Present as a numbered list, with blank lines omitted, the lines that start with the line containing "is white house" and go through the line containing "[367,24,440,53]", both of those lines included.

Image region labeling records
-----

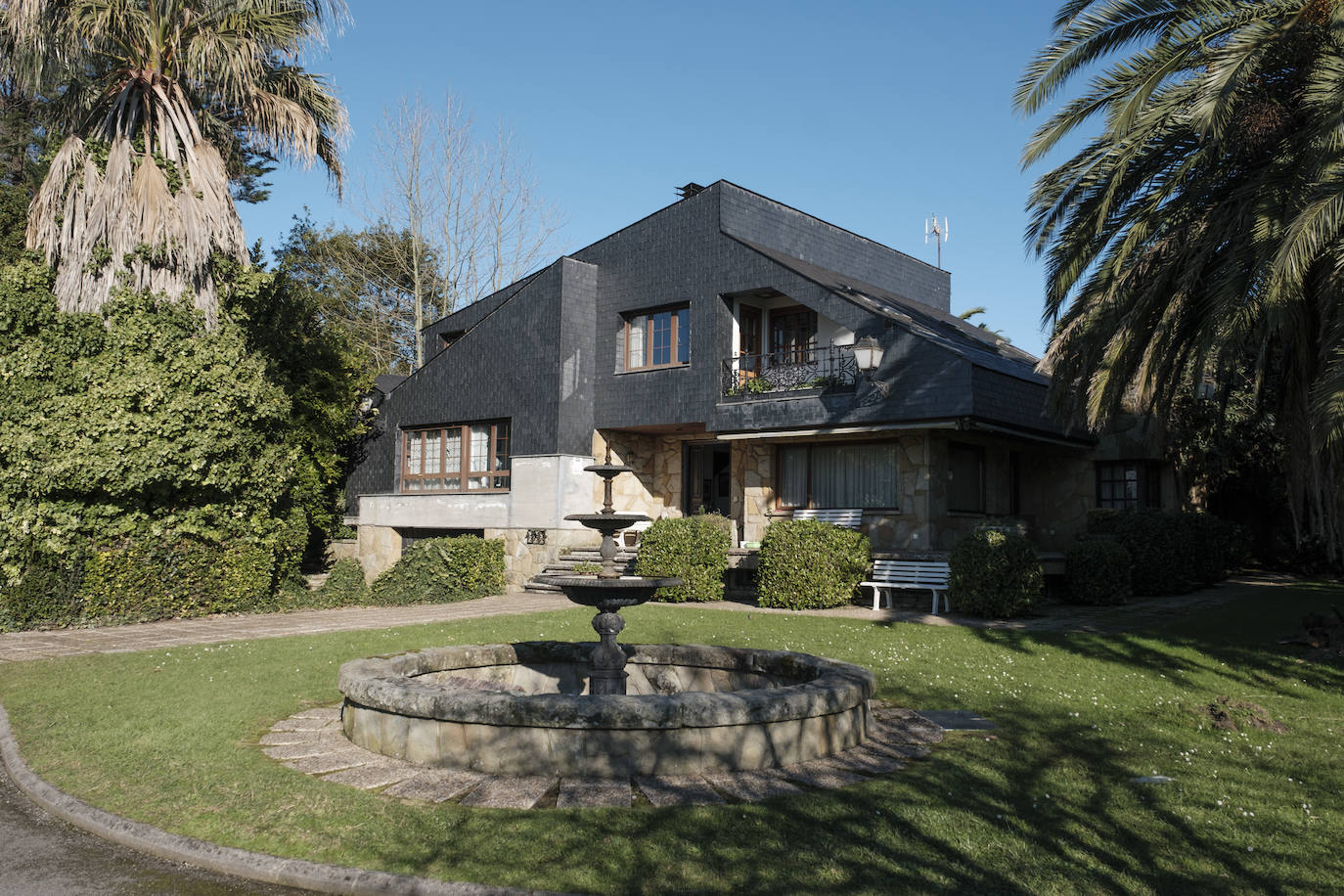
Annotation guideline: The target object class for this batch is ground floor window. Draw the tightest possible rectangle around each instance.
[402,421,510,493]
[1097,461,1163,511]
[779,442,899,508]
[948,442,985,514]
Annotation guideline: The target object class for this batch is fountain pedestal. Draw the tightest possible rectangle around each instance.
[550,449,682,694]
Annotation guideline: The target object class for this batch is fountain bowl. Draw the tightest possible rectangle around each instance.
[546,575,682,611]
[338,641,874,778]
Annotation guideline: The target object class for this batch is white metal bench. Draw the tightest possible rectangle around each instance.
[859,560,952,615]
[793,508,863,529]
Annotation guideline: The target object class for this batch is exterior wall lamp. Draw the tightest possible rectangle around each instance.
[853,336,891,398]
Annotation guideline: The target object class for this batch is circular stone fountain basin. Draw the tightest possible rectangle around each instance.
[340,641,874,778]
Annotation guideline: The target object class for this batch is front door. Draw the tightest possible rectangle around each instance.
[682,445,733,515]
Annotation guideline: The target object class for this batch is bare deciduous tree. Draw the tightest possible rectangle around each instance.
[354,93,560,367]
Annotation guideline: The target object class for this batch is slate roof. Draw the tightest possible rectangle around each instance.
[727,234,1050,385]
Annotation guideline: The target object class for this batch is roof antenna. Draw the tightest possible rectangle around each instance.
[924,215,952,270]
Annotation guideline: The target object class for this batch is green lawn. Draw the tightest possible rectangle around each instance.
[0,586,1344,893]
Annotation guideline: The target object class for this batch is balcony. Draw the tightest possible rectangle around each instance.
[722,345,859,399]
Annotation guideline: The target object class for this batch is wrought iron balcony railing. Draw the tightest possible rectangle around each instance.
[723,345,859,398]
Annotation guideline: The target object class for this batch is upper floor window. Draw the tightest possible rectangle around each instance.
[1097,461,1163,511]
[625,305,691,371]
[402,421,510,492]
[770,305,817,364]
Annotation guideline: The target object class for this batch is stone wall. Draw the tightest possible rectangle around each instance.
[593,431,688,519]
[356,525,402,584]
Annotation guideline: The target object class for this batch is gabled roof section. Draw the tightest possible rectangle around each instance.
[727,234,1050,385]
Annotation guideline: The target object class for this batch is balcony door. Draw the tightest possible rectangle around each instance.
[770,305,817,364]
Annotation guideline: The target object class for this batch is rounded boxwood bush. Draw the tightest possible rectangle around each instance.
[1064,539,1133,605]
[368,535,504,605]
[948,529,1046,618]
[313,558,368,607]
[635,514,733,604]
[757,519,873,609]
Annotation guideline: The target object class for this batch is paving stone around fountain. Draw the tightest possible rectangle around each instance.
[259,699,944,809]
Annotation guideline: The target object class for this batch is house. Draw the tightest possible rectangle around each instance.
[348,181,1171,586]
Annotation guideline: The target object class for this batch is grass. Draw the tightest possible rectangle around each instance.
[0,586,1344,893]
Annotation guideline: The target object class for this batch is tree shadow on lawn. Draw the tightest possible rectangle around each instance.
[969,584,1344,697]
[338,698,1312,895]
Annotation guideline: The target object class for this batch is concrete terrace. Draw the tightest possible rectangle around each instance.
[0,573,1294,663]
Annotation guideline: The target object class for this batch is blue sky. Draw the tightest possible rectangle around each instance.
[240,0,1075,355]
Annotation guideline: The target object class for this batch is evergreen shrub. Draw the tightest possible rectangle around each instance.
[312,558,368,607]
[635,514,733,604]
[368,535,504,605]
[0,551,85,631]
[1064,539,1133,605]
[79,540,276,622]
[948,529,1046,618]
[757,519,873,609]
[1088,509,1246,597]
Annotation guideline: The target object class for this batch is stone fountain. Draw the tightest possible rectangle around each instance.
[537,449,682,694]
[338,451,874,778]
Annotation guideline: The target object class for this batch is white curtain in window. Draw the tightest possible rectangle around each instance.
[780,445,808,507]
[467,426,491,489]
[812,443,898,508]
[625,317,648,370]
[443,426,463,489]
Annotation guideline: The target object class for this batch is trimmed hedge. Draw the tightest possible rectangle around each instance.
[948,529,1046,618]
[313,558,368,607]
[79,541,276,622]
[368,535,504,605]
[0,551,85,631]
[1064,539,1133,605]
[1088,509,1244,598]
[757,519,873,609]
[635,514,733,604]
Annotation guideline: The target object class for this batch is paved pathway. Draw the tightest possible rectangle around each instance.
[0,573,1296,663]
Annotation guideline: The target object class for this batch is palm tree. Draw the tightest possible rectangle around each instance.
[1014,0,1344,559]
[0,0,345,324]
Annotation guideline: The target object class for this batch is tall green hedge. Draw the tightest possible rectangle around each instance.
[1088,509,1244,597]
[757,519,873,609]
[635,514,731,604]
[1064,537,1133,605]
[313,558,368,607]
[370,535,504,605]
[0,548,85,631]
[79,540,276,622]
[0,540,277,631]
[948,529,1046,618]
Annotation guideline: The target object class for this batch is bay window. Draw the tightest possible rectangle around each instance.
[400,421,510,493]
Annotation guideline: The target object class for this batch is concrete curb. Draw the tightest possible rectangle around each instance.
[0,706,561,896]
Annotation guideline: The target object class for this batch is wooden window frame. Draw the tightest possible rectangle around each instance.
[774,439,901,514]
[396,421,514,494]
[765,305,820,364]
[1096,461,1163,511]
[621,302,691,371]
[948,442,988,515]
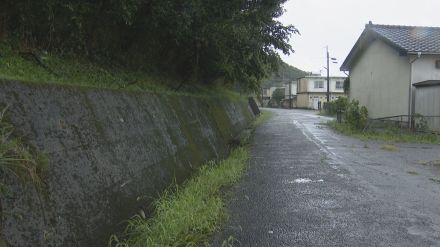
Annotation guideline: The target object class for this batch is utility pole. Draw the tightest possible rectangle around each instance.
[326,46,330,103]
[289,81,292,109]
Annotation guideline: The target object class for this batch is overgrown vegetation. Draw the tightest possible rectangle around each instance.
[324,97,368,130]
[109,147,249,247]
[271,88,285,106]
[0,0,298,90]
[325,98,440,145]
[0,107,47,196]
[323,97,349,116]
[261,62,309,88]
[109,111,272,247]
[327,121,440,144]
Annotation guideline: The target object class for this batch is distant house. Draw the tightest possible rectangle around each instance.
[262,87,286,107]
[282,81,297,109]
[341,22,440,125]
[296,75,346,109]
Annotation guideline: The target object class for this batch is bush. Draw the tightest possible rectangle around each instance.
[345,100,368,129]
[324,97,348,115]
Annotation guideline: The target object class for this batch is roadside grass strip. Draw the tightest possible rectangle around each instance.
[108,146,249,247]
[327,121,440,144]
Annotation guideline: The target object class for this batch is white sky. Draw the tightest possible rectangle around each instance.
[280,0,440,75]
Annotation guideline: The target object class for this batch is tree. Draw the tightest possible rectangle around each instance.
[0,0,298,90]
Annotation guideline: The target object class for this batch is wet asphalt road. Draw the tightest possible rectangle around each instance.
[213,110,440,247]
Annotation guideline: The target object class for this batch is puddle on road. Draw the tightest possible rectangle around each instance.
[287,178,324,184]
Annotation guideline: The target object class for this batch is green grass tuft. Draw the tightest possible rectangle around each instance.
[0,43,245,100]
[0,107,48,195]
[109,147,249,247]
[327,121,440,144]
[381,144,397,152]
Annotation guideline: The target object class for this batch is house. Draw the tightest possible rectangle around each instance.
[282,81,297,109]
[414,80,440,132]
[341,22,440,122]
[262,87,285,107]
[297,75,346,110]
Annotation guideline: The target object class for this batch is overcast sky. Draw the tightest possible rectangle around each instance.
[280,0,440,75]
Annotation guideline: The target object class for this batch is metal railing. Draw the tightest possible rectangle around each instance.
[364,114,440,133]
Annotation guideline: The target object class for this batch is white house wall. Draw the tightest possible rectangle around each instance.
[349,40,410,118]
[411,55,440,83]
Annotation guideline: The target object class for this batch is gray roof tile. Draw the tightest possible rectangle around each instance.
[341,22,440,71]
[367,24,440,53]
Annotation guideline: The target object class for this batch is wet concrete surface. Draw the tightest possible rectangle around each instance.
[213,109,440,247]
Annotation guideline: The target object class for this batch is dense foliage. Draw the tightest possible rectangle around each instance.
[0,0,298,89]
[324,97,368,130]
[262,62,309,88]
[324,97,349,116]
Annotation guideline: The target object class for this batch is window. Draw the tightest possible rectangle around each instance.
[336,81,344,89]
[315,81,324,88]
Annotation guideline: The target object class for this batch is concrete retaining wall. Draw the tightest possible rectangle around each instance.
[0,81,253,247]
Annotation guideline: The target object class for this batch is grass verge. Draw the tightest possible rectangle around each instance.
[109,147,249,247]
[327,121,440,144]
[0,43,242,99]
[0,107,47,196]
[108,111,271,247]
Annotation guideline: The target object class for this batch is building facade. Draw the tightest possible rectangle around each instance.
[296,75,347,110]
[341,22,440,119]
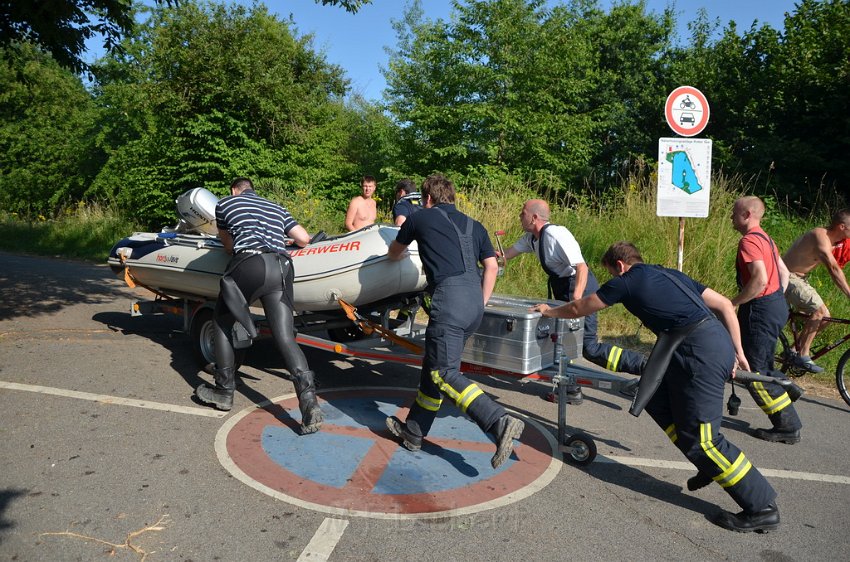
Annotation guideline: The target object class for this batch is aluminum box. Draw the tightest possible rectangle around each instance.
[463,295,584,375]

-----

TASK RESULT:
1. Annotation guideline: The target object class for this batch is white house wall. Draw the tightest possible rectangle around each instance.
2. [349,40,410,118]
3. [411,55,440,83]
4. Annotation guideline: The target object class for this batch is gray roof tile. Draw the tightest possible rectangle around each instance.
5. [341,22,440,71]
6. [367,24,440,53]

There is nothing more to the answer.